WHAT THE EXERCISE ASKS. Could the data below please be reproduced word for word, without the pictures?

*** Block opens ***

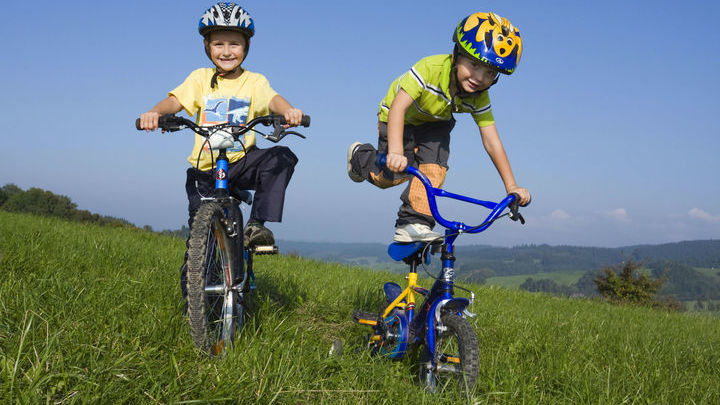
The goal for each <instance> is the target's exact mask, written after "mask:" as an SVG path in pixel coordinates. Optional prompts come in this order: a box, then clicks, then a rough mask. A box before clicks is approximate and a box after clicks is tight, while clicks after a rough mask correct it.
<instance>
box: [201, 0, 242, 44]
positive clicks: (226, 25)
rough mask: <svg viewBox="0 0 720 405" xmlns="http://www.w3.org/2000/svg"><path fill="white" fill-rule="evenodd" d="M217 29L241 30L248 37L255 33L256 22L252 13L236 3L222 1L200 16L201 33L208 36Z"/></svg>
mask: <svg viewBox="0 0 720 405" xmlns="http://www.w3.org/2000/svg"><path fill="white" fill-rule="evenodd" d="M216 29H223V30H228V29H229V30H236V31H240V32H242V33H243V34H245V35H246V36H247V37H248V39H249V38H250V37H252V36H253V35H255V24H254V23H253V20H252V17H250V13H248V12H247V11H246V10H245V9H244V8H242V7H240V6H239V5H237V4H235V3H227V2H220V3H218V4H215V5H214V6H212V7H210V8H209V9H207V10H206V11H205V12H204V13H203V15H202V16H201V17H200V23H199V24H198V31H200V35H202V36H206V35H207V34H208V33H210V32H211V31H213V30H216Z"/></svg>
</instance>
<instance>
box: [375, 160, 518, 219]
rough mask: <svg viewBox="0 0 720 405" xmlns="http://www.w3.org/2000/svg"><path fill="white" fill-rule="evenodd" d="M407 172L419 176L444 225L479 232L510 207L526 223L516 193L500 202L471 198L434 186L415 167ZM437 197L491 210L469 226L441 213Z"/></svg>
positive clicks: (509, 194) (425, 190)
mask: <svg viewBox="0 0 720 405" xmlns="http://www.w3.org/2000/svg"><path fill="white" fill-rule="evenodd" d="M386 163H387V156H386V155H385V154H382V153H378V154H377V158H376V164H377V165H378V166H379V167H385V166H386ZM404 172H405V173H409V174H411V175H413V176H415V177H417V179H418V180H420V182H421V183H422V184H423V186H425V191H426V193H427V197H428V205H429V206H430V212H431V213H432V216H433V218H435V220H436V221H437V222H438V223H439V224H440V225H442V226H444V227H446V228H448V229H451V230H453V231H458V232H463V233H479V232H482V231H484V230H485V229H487V228H488V227H489V226H490V225H491V224H492V223H493V221H495V220H496V219H497V218H498V217H499V216H500V214H501V213H502V212H503V211H504V210H505V208H509V209H510V214H509V216H510V219H512V220H513V221H518V220H519V221H520V223H521V224H525V218H523V216H522V215H521V214H520V212H519V211H518V210H519V198H520V196H518V195H517V194H515V193H512V194H509V195H508V196H507V197H505V198H503V200H502V201H500V202H499V203H495V202H492V201H484V200H477V199H474V198H470V197H467V196H464V195H460V194H454V193H450V192H447V191H445V190H443V189H440V188H436V187H433V185H432V183H431V182H430V180H429V179H428V178H427V176H425V174H423V172H421V171H420V170H418V169H417V168H415V167H412V166H407V167H406V168H405V170H404ZM436 197H448V198H452V199H455V200H460V201H464V202H468V203H472V204H477V205H482V206H483V207H485V208H488V209H490V210H491V212H490V215H488V216H487V218H485V220H484V221H483V222H482V223H481V224H480V225H477V226H469V225H467V224H465V223H463V222H458V221H449V220H447V219H445V218H443V217H442V215H440V212H439V211H438V208H437V201H436Z"/></svg>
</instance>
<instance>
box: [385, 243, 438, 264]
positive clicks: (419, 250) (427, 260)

*** Block closes ***

TASK SOLUTION.
The goal for each <instance> is the target's exact mask, written after "mask:" as an SVG path in pixel coordinates. Optional prompts come in this order: a box, then clicks, then a rough mask. A box before clicks is approximate and a box after clicks is tight, while clicks after a rough mask correct it.
<instance>
box: [201, 0, 242, 44]
positive clicks: (226, 25)
rough mask: <svg viewBox="0 0 720 405" xmlns="http://www.w3.org/2000/svg"><path fill="white" fill-rule="evenodd" d="M217 29L241 30L248 37L255 33L256 22L252 13L236 3L222 1L200 16L201 33L208 36Z"/></svg>
mask: <svg viewBox="0 0 720 405" xmlns="http://www.w3.org/2000/svg"><path fill="white" fill-rule="evenodd" d="M216 29H223V30H228V29H229V30H236V31H240V32H242V33H243V34H245V35H246V36H247V37H248V39H249V38H250V37H252V36H253V35H255V24H254V23H253V20H252V17H250V13H248V12H247V11H246V10H245V9H244V8H242V7H240V6H239V5H237V4H235V3H227V2H220V3H218V4H215V5H214V6H212V7H210V8H209V9H207V10H206V11H205V12H204V13H203V15H202V16H201V17H200V23H199V24H198V31H200V35H202V36H206V35H207V34H208V33H210V32H211V31H213V30H216Z"/></svg>
</instance>
<instance>
box: [375, 160, 518, 219]
rough mask: <svg viewBox="0 0 720 405" xmlns="http://www.w3.org/2000/svg"><path fill="white" fill-rule="evenodd" d="M407 172L419 176L444 225L479 232L510 207L526 223L516 193L500 202L471 198L434 186L415 167ZM437 197L491 210L469 226L441 213Z"/></svg>
positive clicks: (509, 194) (425, 190)
mask: <svg viewBox="0 0 720 405" xmlns="http://www.w3.org/2000/svg"><path fill="white" fill-rule="evenodd" d="M386 163H387V156H386V155H385V154H382V153H378V154H377V158H376V164H377V165H378V166H379V167H385V166H386ZM404 172H405V173H409V174H411V175H413V176H415V177H417V179H418V180H420V182H421V183H422V184H423V186H425V191H426V193H427V197H428V205H429V206H430V212H431V213H432V216H433V218H435V220H436V221H437V222H438V223H439V224H440V225H442V226H444V227H446V228H448V229H451V230H453V231H458V232H463V233H479V232H482V231H484V230H485V229H487V228H488V227H489V226H490V225H491V224H492V223H493V221H495V220H496V219H497V218H498V217H499V216H500V214H501V213H502V212H503V211H504V210H505V208H509V209H510V214H509V216H510V219H512V220H513V221H518V220H519V221H520V223H521V224H525V218H523V216H522V215H521V214H520V212H519V211H518V210H519V198H520V196H518V195H517V194H515V193H512V194H509V195H508V196H507V197H505V198H503V200H502V201H500V202H499V203H495V202H492V201H484V200H477V199H474V198H470V197H467V196H464V195H460V194H454V193H450V192H447V191H445V190H443V189H440V188H436V187H433V185H432V183H431V182H430V180H429V179H428V178H427V176H425V174H423V172H421V171H420V170H418V169H417V168H415V167H412V166H407V167H406V168H405V170H404ZM436 197H448V198H452V199H455V200H460V201H464V202H468V203H472V204H477V205H482V206H483V207H485V208H488V209H490V210H491V212H490V215H488V216H487V218H485V220H484V221H483V222H482V223H481V224H480V225H477V226H469V225H467V224H465V223H463V222H458V221H449V220H447V219H445V218H443V217H442V215H440V212H439V211H438V208H437V201H436Z"/></svg>
</instance>
<instance>
box: [385, 243, 438, 264]
positive clicks: (419, 250) (427, 260)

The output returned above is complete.